Passage extrait >>
Le dimanche des Rameaux est le grand portique qui
nous introduit dans la Semaine Sainte, avant que nous ne plongions au cœur d’un
unique mystère de foi où le Christ, dans l’offrande de lui-même, va mourir et
ressusciter pour que nous ayons la vie. Sur ce seuil, deux grandes questions
vont nous être posées afin de vérifier que nous sommes prêts à suivre le Christ
dans sa Pâque. Ce seront aussi les préalables nécessaires pour qu’à la fin de
ce Carême nous puissions communier au don renouvelé de la vie de Jésus pour
nous.
Comme nous l’avons entendu dans l’évangile
d’aujourd’hui (cf. Mc 11, 1-10), Jésus arrive à Jérusalem de Bethphagé et du
mont des Oliviers, c’est-à-dire par la route par laquelle aurait dû venir le
Messie. L’enthousiasme de la foule lui fait couper des branches d’arbres et tous
commencent à clamer des paroles du Psaume 118, d’antiques paroles de
bénédiction des pèlerins, qui deviennent, dans ce contexte, une proclamation
messianique : « Hosanna ! Béni soit celui qui vient au nom du Seigneur ! Béni
le Règne qui vient, celui de notre père David. Hosanna au plus haut des cieux !
» (vv. 9-10). Cette joyeuse acclamation transmise par les quatre évangélistes,
est un cri de bénédiction, une hymne d’allégresse : elle exprime la conviction
commune qu’en Jésus, Dieu a visité son peuple et que le Messie attendu est
finalement venu. Et tous sont là, animés par l’attente croissante de l’œuvre
que le Christ accomplira une fois qu’il entrera dans sa ville. Mais quel est le
contenu, la résonance la plus profonde de ce cri de joie ? La réponse nous est
donnée par toute l’Écriture qui nous rappelle que le Messie accomplit la promesse
de bénédiction de Dieu, la promesse des origines, que Dieu avait faite à
Abraham, le père de tous les croyants : « Je ferai de toi une grande nation, je
te bénirai […] En toi seront bénies toutes les familles de la terre » (Gn 12,
2-3). C’est la promesse qu’Israël avait toujours gardée vivante dans la prière,
particulièrement dans celle des psaumes. C’est pourquoi, Celui qui est acclamé
par la foule comme le béni, est en même temps Celui en qui sera bénie toute
l’humanité. Dans la lumière du Christ, l’humanité se reconnaît ainsi
profondément unie et comme recouverte par le manteau de la bénédiction divine,
une bénédiction qui pénètre tout, soutient tout, rachète tout, sanctifie tout.

Tâche demandée 1 >> Selon l'extrait sur les Rameaux, d'où Jésus arrive-t-il à Jérusalem ?
Tâche demandée 2 >> Indiquez si chacune de ces affirmations concorde avec l'extrait sur les Rameaux, en citant les mots décisifs : (a) La foule clame des paroles du Psaume 118. (b) L'acclamation de la foule n'est rapportée que par un seul évangéliste. (c) La promesse de bénédiction avait été faite à Moïse.

Enregistrements de données
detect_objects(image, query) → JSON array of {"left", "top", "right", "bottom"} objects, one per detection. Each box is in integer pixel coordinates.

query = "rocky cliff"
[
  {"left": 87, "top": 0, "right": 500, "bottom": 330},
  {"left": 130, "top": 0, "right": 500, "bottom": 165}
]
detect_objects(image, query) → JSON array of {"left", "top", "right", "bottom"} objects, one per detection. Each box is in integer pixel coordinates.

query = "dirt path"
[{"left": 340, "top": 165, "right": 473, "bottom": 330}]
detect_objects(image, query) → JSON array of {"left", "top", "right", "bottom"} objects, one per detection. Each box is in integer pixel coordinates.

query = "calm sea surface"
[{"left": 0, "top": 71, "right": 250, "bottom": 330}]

Réponse correcte 1 >> Il arrive de Bethphagé et du mont des Oliviers, par la route par laquelle aurait dû venir le Messie.

Réponse correcte 2 >>
(a) Oui : « tous commencent à clamer des paroles du Psaume 118 ».
(b) Non : « Cette joyeuse acclamation transmise par les quatre évangélistes ».
(c) Non : « que Dieu avait faite à Abraham ».